(SOURCE EXTRACT)
*-*-*

10. What work was the quickest to write?
mmm, haha. well, two answers to this i suppose. on one hand, there was keep me here which unfortunately i wrote in about one day from nothing (and therefore had approximately 12 minutes to revise) because i was determined to post SOMETHING for that day of kaze week 2023. but the first fic that came to mind (and perhaps the most accurate answer, time-wise) was my drabble from week 2 of inception wicked which came together in about three hours total drafting, but there was a span of several days (and truthfully several days that felt like several weeks lol) between me initially having the idea and sitting down to draft. but like, to be fair, it is about 400 words so revising goes exponentially quicker. truly this shocked even me, though i guess really what this means is i already was primed with a bunch of subconscious thoughts about the dynamic in this fic lol. (you can read it here on the gdoc with the other fics from that week! bc i haven't gotten around to posting on ao3 yet lol. content warnings for: semi-explicit sexual content, fantasizing about a married couple, voyeurism)

*-*-*

Location identification entries
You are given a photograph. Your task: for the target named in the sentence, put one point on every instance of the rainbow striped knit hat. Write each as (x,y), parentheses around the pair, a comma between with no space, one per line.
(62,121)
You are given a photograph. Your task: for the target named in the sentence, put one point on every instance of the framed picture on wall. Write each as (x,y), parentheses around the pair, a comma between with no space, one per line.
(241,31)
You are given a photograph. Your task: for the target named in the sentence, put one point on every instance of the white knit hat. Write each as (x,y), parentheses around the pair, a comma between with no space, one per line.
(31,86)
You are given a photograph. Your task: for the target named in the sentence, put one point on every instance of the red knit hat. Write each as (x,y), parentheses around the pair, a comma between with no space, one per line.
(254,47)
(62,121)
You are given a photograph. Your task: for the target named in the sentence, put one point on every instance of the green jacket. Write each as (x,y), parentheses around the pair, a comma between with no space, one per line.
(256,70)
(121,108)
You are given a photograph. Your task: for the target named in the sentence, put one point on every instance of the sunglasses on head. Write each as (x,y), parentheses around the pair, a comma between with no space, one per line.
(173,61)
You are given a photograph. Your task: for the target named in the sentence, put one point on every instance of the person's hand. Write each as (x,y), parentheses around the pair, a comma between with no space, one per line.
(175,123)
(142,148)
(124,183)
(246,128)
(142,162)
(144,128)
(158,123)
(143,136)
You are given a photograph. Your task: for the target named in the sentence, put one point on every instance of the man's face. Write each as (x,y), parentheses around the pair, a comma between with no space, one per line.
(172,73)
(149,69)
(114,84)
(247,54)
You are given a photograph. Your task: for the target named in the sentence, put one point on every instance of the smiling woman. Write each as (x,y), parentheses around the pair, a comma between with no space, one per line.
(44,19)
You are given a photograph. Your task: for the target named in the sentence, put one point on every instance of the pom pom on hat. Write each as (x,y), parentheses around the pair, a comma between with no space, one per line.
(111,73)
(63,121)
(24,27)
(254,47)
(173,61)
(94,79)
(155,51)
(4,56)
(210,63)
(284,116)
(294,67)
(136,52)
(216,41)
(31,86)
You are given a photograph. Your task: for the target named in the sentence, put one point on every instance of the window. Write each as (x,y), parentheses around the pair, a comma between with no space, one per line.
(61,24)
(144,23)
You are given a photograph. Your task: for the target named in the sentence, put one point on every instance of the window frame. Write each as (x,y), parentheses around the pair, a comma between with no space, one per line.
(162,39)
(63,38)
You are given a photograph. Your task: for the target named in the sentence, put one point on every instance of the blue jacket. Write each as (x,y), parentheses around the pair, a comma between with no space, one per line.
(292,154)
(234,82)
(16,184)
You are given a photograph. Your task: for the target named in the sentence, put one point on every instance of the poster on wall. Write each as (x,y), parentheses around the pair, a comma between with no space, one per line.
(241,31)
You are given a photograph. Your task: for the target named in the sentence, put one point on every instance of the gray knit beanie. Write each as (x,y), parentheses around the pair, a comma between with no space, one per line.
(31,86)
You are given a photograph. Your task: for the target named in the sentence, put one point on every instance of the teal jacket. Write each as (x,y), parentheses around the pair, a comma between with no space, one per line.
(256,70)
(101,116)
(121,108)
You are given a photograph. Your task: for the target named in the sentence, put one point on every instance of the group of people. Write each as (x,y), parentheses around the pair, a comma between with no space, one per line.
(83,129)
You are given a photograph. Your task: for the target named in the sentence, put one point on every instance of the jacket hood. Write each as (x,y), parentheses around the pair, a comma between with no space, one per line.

*-*-*

(WORK TO DO)
1) In the writing Q&A excerpt, about how long did drafting the drabble from week 2 of inception wicked take?
2) What content warnings does the writing Q&A excerpt give for the drabble?

(ANSWERS PROVIDED)
1) About three hours total.

2) Semi-explicit sexual content, fantasizing about a married couple, voyeurism